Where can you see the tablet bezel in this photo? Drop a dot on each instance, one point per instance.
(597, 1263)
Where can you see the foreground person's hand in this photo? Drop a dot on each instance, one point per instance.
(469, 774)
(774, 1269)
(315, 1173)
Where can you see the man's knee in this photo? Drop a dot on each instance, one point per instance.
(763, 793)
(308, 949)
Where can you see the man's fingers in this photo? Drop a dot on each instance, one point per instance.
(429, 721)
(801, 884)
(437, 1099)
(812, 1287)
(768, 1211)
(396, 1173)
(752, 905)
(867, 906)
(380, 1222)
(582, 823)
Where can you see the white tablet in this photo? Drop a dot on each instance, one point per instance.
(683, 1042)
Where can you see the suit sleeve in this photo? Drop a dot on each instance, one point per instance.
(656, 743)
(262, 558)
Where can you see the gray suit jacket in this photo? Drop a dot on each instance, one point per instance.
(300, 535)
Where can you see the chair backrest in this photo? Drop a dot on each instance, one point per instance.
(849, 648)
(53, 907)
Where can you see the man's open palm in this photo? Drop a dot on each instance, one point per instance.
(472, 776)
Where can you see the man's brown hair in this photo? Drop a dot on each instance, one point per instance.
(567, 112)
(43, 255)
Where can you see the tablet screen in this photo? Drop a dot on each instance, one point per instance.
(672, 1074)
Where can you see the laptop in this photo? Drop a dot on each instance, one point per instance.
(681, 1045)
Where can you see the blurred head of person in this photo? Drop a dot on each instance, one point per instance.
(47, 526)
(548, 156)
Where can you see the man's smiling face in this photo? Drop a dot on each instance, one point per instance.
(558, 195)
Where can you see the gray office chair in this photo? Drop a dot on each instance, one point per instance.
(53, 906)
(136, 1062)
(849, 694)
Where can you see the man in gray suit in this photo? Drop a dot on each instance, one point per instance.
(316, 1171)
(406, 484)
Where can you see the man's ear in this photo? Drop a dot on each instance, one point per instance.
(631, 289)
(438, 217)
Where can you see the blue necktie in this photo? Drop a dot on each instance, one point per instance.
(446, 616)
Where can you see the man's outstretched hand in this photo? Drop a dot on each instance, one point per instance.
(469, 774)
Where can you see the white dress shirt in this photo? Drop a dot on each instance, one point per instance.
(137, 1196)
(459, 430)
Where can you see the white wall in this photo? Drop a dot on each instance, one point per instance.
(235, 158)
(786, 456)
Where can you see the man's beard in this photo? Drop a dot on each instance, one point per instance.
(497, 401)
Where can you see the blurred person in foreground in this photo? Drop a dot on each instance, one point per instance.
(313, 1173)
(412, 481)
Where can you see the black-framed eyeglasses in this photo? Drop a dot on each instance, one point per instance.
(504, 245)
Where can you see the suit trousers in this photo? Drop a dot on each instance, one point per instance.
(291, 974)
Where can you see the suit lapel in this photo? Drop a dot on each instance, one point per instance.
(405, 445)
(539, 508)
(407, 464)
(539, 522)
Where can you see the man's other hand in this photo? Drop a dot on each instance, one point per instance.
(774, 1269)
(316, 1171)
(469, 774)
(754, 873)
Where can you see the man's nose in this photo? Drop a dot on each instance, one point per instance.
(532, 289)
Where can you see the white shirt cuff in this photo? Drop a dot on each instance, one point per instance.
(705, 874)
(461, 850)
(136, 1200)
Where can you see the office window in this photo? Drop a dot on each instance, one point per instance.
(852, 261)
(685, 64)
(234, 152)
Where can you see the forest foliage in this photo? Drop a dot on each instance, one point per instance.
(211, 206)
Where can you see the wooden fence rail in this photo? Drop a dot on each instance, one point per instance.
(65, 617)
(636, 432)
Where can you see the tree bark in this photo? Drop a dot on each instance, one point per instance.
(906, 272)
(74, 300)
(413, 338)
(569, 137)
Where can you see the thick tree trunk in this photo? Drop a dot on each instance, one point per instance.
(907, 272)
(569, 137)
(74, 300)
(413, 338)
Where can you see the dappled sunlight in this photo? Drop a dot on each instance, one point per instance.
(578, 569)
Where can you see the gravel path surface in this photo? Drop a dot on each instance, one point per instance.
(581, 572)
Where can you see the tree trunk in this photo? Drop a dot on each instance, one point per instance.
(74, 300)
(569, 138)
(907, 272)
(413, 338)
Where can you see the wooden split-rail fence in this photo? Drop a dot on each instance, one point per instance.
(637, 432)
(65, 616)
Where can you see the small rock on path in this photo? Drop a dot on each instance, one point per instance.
***
### Task
Turn every line of the records above into a numbered list, leaving out any blank lines.

### Correct output
1. Where can you see the tablet bezel in this photo? Drop a dot on each instance, one point per instance.
2. (597, 1263)
3. Where can you see the foreground person's hand in this photo? Drop a dot on each instance, one point per instance.
4. (469, 774)
5. (774, 1269)
6. (315, 1173)
7. Where can you see the man's knee in this photo? Drop a dot on each instance, one point per instance.
8. (763, 793)
9. (308, 949)
10. Where can you see the man's fingers in this photo? Drop a dot on each instance, one point per instance.
11. (429, 721)
12. (801, 884)
13. (437, 1099)
14. (812, 1287)
15. (768, 1211)
16. (396, 1173)
17. (752, 905)
18. (867, 906)
19. (380, 1222)
20. (582, 823)
21. Where can you see the white tablet in this photo? Drop a dot on each instance, one point per instance.
22. (683, 1042)
23. Where can you see the suit sleeve in this photo? Drop a dot on each instance, one point per instance.
24. (656, 743)
25. (262, 558)
26. Where can you see the gray suit jacket in this photo? Drop a dot on each instance, one point per instance.
27. (300, 535)
28. Where can you see the chair backrest in this photo? Drop a dot on each instance, one point per instance.
29. (849, 648)
30. (53, 907)
31. Where can you see the man's open palm in this photo? Drop a dot on each instance, one point per instance.
32. (472, 776)
33. Where can you see the man's brown hair in this photo? Drop a dot on each instance, one point per instance.
34. (567, 112)
35. (43, 255)
36. Where can you see the tablet screen in this photo? Drop a dot on each instance, one point per instance.
37. (672, 1074)
38. Where can you see the laptop in this photo? Drop a dot on each instance, one point per instance.
39. (681, 1045)
40. Where can you see the blurred head of person in this photo? Drop a dot on each instance, one point per instance.
41. (47, 526)
42. (548, 156)
43. Where can you see the man's smiling face in this photo? Drop a dot on each instance, one point per instance.
44. (558, 195)
45. Where can you see the gray office chair in this photo? Drop a dot on each instance, one point per instance.
46. (53, 906)
47. (136, 1062)
48. (849, 694)
49. Where can you see the man in gray suit in this photo? Drop a dot on each instance, one point per instance.
50. (316, 1171)
51. (406, 484)
52. Where can you see the man's ear in this photo? Drop a dot on each instance, one point per instance.
53. (631, 289)
54. (438, 217)
55. Where can you see the blue necktie in this photo? Drop a dot on each instance, one point per instance.
56. (446, 616)
57. Where can you see the man's outstretched hand in this photo? Drop a dot on each instance, one point per instance.
58. (469, 774)
59. Where can you see the white dress shirt in this photo? Drop a dot on each instance, one point per instance.
60. (137, 1196)
61. (459, 430)
62. Where can you see the white wall in this photo? Drop a dot on each instance, one point per instance.
63. (235, 158)
64. (786, 456)
65. Where can you see the man's beard in this photo? Drop a dot on each instance, one point per instance.
66. (497, 401)
67. Where can you see the blurred person in foreground in this photo? Drop a dot on each instance, one point per instance.
68. (313, 1173)
69. (412, 481)
70. Where can you see the black-framed eyeglasses in this photo? Drop a dot on each instance, one point per instance.
71. (504, 245)
72. Where can you see the suit trousers in this photo? Drop a dot on each instance, one point per instance.
73. (291, 974)
74. Where can you see the suit lapel in this photo? Drop a dot on each instance, one point per instance.
75. (405, 445)
76. (539, 508)
77. (407, 464)
78. (539, 522)
79. Where can you see the man's other hand in this photo? Drop a dot on each instance, one point per instance.
80. (774, 1269)
81. (316, 1171)
82. (469, 774)
83. (754, 873)
84. Where can you see the man's nose in this photo? Drop a dot on each instance, one point per instance.
85. (532, 289)
86. Where can you see the white shirt cuff in this photo? Drop a dot on each instance, one point per instance.
87. (705, 874)
88. (461, 850)
89. (136, 1200)
90. Where can you see the office window in this photo? Drop a dot on each instance, one point per instance.
91. (852, 261)
92. (685, 64)
93. (234, 152)
94. Where can you see the forest foliage in this photo? Drop a dot on each instance, one point per instance.
95. (211, 206)
96. Where can you see the wooden fence rail in this photo? Drop a dot on each instance, one point per instance.
97. (65, 617)
98. (636, 432)
99. Where can you see the tree bark in this photo? Drop a dot on each instance, one point per instance.
100. (906, 272)
101. (74, 300)
102. (413, 338)
103. (569, 137)
104. Where can you see the thick tree trunk in this photo? Drop a dot on each instance, one point per instance.
105. (907, 272)
106. (569, 137)
107. (74, 300)
108. (413, 338)
109. Where can you see the dappled sunlight in this photo? Drop a dot on each instance, one point per instance.
110. (578, 569)
111. Where can you see the gravel path surface in this photo? Drop a dot on each instance, one point per instance.
112. (581, 572)
113. Where can you see the tree trunk in this photo? Drop a dot on each instance, one point per instance.
114. (74, 300)
115. (569, 138)
116. (907, 272)
117. (413, 338)
118. Where can you see the wooden split-rail fence in this photo? Drop a dot on each instance, one point per instance.
119. (637, 432)
120. (65, 616)
121. Where can you see the small rock on path in this photo? Drop a dot on each instance, one point per instance.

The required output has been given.